== Selected text

Based on the analysis of the literature, five robust zero-shot learning approaches were selected: (1) DeViSE, (2) ALE, (3) SJE, (4) ESZSL, and (5) SAE. Moreover, the following, popular in the literature, datasets have been picked: (a) CUB [17], (b) AWA1 [9], (c) AWA2 [19], (d) aPY [5], and (e) SUN [11]. Finally, five standard meta-classifiers have been tried: (A) Meta-Decision Tree MDT [16], (B) deep neural network DNN [7], (C) Game Theory-based approach GT [1], (D) Auction-based model Auc [1], (E) Consensus-based approach Con [4], and (F) a simple majority voting MV [13]. Here, classifiers (C), (D), (E) and (F) have been implemented following cited literature. However, the implementation of (A) differs from the one described in [16] by not applying the weight condition on the classifiers. However, effects of this simplification can be explored int the future. Finally, the DNN has two hidden layers and an output layer. All of them use the rectified linear activation function. The optimization function is the SGD, with the mean squared error loss function. All codes and complete list of hyperparameter values for the individual classifiers and the meta-classifiers can be found in the Github repositoryFootnote 1. While hyperparameter values, were obtained through multiple experiments, no claim about their optimality is made. The following standard measures have been used to measure the performance of the explored approaches: (T1) Top-1, (T5) Top-5, (LogLoss) Logarithmic Loss, and (F1) F1 score. Their definitions can be found in [10, 15, 19].

Separately, comparison with results reported in [19] has to be addressed. To the best of our knowledge, codes used there are not publicly available. Thus, the best effort was made to re-implement methods from [19]. As this stage, the known differences are: (1) feature vectors and semantic embedding vectors, provided in the datasets were used, instead of the calculated ones; (2) dataset splits for the written code follow the splits proposed in [19], instead of the “standard splits”. Nevertheless, we believe that the results, presented herein, fairly represent the work reported in [19].

====
== Stored rows

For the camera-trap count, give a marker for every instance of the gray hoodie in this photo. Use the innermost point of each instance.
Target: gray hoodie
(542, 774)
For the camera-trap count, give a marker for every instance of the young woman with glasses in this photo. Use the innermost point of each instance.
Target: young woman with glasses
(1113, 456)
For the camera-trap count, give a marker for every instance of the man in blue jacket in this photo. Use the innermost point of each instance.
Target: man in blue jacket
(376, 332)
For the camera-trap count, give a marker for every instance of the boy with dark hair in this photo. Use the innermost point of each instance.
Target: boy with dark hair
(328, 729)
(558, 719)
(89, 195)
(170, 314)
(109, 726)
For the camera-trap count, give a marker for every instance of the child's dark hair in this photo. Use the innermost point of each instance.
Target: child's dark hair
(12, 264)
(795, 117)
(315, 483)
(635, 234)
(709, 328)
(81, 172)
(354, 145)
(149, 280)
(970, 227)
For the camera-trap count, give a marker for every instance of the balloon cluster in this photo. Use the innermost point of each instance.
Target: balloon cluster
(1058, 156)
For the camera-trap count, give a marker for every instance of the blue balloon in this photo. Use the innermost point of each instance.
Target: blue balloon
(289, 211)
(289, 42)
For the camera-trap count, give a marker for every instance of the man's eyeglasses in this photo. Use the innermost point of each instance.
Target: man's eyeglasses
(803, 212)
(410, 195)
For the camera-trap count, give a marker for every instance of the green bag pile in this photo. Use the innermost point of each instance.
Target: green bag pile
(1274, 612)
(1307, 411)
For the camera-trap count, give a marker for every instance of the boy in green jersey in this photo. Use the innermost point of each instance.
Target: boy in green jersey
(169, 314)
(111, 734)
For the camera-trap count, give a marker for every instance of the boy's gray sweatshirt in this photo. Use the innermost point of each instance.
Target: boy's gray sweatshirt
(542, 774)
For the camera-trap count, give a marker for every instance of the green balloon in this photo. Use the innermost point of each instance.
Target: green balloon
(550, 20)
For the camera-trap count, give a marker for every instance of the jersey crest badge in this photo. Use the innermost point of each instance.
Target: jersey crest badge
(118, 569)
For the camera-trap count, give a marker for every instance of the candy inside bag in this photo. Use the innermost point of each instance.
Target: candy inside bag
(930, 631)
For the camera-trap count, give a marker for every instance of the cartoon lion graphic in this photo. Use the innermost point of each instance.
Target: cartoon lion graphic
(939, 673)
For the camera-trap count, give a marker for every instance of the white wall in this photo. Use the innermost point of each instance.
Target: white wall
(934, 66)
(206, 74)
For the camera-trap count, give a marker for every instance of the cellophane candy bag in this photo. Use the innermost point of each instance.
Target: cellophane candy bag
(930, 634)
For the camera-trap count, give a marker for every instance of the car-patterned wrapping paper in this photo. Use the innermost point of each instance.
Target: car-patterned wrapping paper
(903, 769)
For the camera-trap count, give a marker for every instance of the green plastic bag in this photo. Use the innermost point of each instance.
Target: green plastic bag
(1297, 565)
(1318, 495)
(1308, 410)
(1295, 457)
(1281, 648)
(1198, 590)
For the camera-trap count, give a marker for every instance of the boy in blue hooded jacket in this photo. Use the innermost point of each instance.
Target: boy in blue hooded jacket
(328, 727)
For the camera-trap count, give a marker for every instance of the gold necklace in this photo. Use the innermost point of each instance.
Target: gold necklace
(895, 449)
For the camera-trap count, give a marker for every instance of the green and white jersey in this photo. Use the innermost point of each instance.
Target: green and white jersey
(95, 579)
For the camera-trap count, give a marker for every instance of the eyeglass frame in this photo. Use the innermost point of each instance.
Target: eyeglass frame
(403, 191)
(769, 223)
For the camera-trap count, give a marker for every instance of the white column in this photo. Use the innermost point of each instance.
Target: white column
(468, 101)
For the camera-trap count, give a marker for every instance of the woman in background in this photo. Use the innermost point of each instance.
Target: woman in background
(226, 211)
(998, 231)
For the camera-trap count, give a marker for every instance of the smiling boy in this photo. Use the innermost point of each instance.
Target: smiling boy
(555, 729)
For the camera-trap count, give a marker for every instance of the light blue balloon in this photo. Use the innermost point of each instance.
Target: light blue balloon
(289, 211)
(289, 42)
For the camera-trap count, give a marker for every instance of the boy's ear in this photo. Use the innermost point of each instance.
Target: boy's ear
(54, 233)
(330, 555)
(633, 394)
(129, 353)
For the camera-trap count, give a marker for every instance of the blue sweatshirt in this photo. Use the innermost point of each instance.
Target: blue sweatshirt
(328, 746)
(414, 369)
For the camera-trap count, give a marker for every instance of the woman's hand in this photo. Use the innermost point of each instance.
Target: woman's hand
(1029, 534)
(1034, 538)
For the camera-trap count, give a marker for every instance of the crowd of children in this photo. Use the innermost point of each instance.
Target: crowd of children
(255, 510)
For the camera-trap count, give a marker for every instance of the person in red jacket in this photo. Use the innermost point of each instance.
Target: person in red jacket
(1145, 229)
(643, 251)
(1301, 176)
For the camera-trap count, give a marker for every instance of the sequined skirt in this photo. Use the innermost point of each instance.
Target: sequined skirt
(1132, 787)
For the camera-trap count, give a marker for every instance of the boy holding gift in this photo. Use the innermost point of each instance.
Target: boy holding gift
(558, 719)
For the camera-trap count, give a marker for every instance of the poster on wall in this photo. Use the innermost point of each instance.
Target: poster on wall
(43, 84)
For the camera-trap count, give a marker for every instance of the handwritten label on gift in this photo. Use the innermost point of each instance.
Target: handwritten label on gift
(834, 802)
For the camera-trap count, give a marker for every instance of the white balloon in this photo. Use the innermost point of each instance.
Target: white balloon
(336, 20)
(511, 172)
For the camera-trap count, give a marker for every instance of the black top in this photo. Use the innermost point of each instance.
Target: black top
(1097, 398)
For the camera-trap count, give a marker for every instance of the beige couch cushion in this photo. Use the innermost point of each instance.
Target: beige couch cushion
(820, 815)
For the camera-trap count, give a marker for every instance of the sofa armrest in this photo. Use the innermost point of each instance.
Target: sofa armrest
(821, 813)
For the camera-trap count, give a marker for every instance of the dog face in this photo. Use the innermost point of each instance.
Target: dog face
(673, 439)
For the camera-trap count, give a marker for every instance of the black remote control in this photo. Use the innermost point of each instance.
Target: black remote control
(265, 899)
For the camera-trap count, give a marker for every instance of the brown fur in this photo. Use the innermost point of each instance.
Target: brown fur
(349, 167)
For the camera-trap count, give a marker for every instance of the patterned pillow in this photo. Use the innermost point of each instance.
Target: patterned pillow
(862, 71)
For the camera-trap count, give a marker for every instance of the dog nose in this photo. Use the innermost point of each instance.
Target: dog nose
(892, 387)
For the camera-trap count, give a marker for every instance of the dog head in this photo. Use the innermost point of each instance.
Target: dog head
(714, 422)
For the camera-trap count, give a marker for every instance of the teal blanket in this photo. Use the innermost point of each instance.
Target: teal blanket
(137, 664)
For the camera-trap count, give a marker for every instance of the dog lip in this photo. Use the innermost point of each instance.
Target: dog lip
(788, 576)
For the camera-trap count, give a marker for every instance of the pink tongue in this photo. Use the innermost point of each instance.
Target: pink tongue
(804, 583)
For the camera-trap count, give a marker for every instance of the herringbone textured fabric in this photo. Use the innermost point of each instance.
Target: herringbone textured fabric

====

Set of tasks:
1) In the zero-shot learning setup text, which optimization function and loss function does the DNN use?
2) Please carry on the zero-shot learning setup text beyond its last sentence.
You don't need the entries to complete this work.

Solved problems:
1) The SGD optimization function with the mean squared error loss function.

2)
3 Experiments with Individual Classifiers

The first set of experimental results was obtained using the five classifiers applied to the five benchmark datasets. Results displayed in Table 1 show those available from [2, 3, 6, 8, 12] (in the O column). The R column represents results based on [19]. The I columns represents the in-house implementations of the five models. Overall, all classifiers performed “badly” when applied to the aPY dataset. Next, comparing the results between columns R and I, out of 25 results, methods based on [19] are somewhat more accurate in 15 cases. Hence, since performances are close, and one could claim that our implementation of methods from [19] is “questionable”, from here on, only results based on “in house” implementations of zero-shot learning algorithms are reported.

Table 1. Individual classifier performance for the Top-1 accuracy

While the Top-1 performance measure is focused on the “key class”, other performance measures have been tried. In [14] performance measured using Top 5, LogLoss, and F1 score have been reported. Overall, it can be stated that (A) different performance measures “promote” different zero-shot learning approaches; (B) aPY is the “most difficult dataset” regardless of the measure; (C) no individual classifier is clear winner. Therefore, a simplistic method has been proposed, to gain a better understanding of the “overall strength” of each classifier. However, what follows “should be treated with a grain of salt”. Here, individual classifiers score points ranging from 5 to 1 (from best to worst) based on the accuracy obtained for each dataset. This process is applied to all four accuracy measures. Combined scores have been reported in Table 2. Interestingly, SAE is the weakest method for both the individual datasets and the overall performance. The combined performance of ALE, SJE, and EZSL is very similar.

Table 2. Individual classifier combined performance; “winners” marked in bold font.
Table 3. Analysis of Instance Difficulty (represented in %)

3.1 Analysis of the Datasets

Since it became clear that the performance of the classifiers is directly related to the datasets, their “difficulty” has been explored. Hence, an instance (in a dataset) is classified as lvl 0 if no classifier identified it correctly, whereas lvl 5 if it was recognized by all classifiers. The results in Table 3, show how many instances (in %) belong to each category, for each dataset. Here, the aPY dataset has the largest percent of instances that have not been recognized at all (36.37%), or by one or two classifiers (jointly, 41.51%). At the same time, only 0.85% of its instances have been recognized by all classifiers. The SUN dataset is the easiest: 27.85% of instances were correctly recognized by all classifiers and about 55% of its instances are “relatively easy”.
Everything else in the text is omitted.